• **Auszug**:
Der Untertitel von Stengers Buch nimmt bereits vorweg, worum es geht: Taking a Stand for Science and Reason. Es geht darum, die wissenschaftliche Methode und das rationale Denken zu verteidigen. Nicht nur im Bereich der Religion, wohlgemerkt, sondern in allen gesellschaftlichen Bereichen. Obwohl die meisten Mitglieder der Bewegung, darunter Richard Dawkins, Sam Harris, Daniel Dennett und Christopher Hitchens („Die vier Reiter der Apokalypse“) diesen Namen nie sehr treffend fanden (natürlich ist er aus philosophischer Sicht auch nicht sehr treffend), ist auch der Neue Atheismus als Begriff inzwischen fest etabliert.

• **Gestellte Aufgabe**: Entnimm dem Auszug wortgetreu die Stelle von „Der Untertitel von“ bis „inzwischen fest etabliert.“. Stütze dich ausschließlich auf den Auszug.

• **Extrahierte Informationen**:

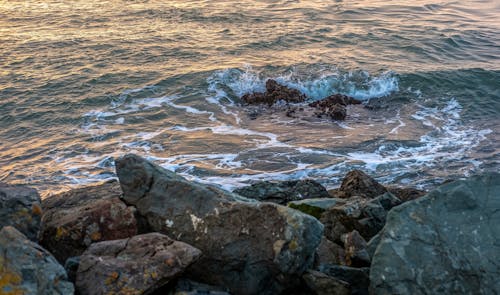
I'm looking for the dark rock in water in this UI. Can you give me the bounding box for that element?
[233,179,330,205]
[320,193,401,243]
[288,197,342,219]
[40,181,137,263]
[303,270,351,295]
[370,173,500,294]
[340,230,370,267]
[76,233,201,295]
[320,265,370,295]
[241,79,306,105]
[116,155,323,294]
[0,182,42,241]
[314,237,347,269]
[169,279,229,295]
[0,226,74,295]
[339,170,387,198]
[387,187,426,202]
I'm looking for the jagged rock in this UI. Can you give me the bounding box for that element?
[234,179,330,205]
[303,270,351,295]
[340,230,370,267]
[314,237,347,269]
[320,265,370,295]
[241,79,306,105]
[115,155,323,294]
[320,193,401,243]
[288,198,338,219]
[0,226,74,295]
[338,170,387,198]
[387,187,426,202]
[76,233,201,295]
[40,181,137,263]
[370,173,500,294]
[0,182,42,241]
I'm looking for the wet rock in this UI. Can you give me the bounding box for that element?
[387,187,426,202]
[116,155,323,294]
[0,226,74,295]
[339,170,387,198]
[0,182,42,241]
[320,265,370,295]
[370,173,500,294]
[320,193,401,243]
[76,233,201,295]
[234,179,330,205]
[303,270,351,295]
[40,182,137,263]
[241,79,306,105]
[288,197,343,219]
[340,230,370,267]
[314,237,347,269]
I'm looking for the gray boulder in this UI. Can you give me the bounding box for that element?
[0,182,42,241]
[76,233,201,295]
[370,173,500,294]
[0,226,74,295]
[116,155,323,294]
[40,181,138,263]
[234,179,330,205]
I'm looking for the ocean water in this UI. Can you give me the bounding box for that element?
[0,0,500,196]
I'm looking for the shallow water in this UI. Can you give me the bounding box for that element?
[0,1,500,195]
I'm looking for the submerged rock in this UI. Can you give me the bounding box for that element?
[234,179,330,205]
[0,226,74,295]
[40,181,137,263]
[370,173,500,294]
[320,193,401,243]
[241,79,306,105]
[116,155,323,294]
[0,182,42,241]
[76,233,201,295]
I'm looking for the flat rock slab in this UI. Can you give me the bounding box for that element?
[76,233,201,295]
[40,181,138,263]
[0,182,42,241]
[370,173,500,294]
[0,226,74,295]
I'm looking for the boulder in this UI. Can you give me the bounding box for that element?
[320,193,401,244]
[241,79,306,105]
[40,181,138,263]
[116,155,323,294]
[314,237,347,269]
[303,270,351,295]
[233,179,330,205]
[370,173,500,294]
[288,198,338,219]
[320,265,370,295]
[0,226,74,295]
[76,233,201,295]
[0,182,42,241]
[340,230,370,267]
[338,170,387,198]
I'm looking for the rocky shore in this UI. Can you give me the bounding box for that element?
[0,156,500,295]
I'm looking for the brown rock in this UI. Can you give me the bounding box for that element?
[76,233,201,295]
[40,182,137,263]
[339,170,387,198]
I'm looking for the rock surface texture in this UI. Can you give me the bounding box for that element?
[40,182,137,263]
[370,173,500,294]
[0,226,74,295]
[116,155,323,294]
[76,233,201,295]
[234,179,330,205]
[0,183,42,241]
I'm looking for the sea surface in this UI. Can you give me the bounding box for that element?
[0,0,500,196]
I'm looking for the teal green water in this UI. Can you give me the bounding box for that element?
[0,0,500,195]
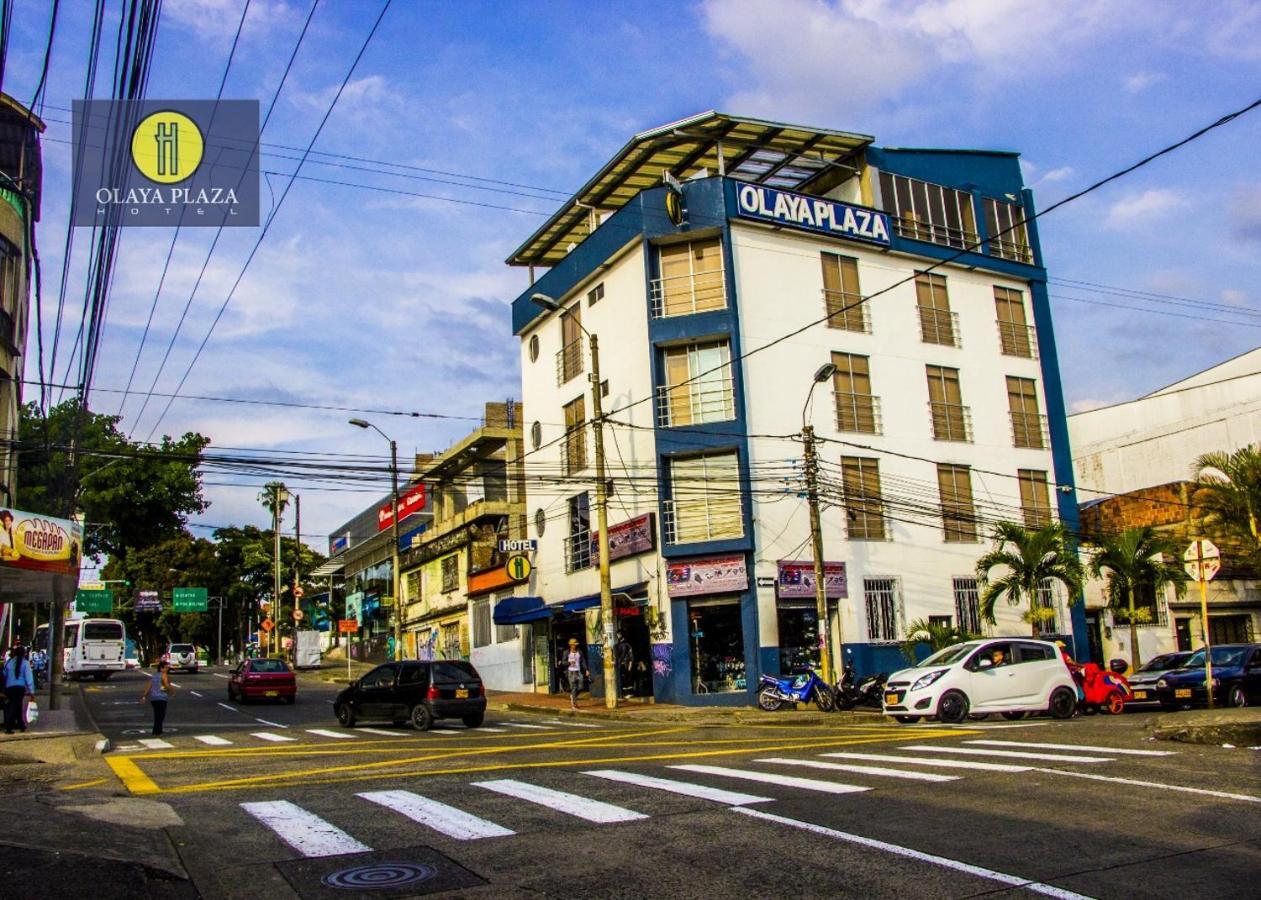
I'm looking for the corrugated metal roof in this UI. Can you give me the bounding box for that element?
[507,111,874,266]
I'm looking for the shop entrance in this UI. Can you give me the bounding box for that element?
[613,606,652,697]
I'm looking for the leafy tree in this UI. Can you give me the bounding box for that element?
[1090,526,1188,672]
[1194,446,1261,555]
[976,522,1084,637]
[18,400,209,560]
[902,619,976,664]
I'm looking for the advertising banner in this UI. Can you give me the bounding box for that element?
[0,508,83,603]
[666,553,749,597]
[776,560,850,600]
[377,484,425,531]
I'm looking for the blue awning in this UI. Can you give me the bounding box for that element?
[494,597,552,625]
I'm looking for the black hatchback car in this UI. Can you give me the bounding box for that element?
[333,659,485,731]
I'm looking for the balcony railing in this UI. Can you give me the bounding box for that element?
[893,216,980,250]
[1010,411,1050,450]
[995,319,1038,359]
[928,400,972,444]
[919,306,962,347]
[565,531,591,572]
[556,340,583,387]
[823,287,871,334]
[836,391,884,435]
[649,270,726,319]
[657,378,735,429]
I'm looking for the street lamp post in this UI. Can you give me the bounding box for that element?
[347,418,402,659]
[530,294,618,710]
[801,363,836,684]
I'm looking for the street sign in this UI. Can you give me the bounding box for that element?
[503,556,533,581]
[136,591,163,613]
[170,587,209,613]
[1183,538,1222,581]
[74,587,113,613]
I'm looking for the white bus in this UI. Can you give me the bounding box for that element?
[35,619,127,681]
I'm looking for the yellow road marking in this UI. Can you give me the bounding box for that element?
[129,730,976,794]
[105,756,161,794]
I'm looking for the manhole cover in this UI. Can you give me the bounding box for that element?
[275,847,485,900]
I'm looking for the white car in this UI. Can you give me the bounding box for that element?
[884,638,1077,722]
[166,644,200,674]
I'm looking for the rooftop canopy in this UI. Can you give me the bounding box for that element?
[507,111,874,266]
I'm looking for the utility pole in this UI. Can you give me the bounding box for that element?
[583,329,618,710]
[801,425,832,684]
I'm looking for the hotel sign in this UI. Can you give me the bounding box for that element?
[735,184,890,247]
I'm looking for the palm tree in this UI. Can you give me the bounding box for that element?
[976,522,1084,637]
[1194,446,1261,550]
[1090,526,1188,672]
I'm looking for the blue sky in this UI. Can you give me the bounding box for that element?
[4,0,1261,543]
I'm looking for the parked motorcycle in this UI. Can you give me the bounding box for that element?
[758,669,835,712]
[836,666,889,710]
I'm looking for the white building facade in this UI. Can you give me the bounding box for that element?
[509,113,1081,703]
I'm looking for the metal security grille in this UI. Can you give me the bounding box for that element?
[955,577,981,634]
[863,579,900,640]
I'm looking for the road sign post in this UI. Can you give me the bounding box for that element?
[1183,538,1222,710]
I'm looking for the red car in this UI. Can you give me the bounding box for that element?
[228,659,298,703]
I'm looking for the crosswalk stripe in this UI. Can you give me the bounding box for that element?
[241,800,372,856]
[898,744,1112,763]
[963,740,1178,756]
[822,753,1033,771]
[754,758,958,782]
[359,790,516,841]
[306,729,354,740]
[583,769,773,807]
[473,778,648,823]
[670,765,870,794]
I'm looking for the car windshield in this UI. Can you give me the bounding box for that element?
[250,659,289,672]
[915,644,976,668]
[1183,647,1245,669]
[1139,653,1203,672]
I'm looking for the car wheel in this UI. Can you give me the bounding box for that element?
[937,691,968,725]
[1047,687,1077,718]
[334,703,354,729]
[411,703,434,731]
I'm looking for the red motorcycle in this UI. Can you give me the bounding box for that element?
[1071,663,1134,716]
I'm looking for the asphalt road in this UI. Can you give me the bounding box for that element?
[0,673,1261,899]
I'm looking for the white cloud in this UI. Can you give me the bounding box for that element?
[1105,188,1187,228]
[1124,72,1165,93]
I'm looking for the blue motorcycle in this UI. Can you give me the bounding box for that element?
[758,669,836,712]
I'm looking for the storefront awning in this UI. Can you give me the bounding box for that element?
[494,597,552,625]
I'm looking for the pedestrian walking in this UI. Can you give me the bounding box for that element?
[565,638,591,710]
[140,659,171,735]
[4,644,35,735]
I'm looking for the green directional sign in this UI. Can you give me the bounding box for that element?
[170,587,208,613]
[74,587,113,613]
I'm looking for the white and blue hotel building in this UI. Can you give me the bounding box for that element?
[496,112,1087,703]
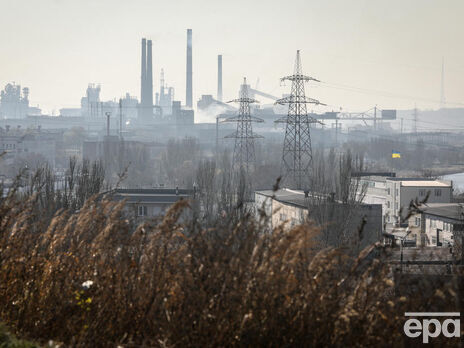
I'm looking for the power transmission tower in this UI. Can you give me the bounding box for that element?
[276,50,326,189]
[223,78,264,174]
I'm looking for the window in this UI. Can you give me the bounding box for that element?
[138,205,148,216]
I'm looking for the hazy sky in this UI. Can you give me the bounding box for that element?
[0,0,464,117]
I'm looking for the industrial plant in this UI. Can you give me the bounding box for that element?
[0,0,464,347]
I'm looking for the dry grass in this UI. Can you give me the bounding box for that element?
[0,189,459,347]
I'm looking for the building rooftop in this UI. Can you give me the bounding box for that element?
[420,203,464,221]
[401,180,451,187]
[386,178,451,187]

• **Gelöste Aufgabe**:
Der Untertitel von Stengers Buch nimmt bereits vorweg, worum es geht: Taking a Stand for Science and Reason. Es geht darum, die wissenschaftliche Methode und das rationale Denken zu verteidigen. Nicht nur im Bereich der Religion, wohlgemerkt, sondern in allen gesellschaftlichen Bereichen. Obwohl die meisten Mitglieder der Bewegung, darunter Richard Dawkins, Sam Harris, Daniel Dennett und Christopher Hitchens („Die vier Reiter der Apokalypse“) diesen Namen nie sehr treffend fanden (natürlich ist er aus philosophischer Sicht auch nicht sehr treffend), ist auch der Neue Atheismus als Begriff inzwischen fest etabliert.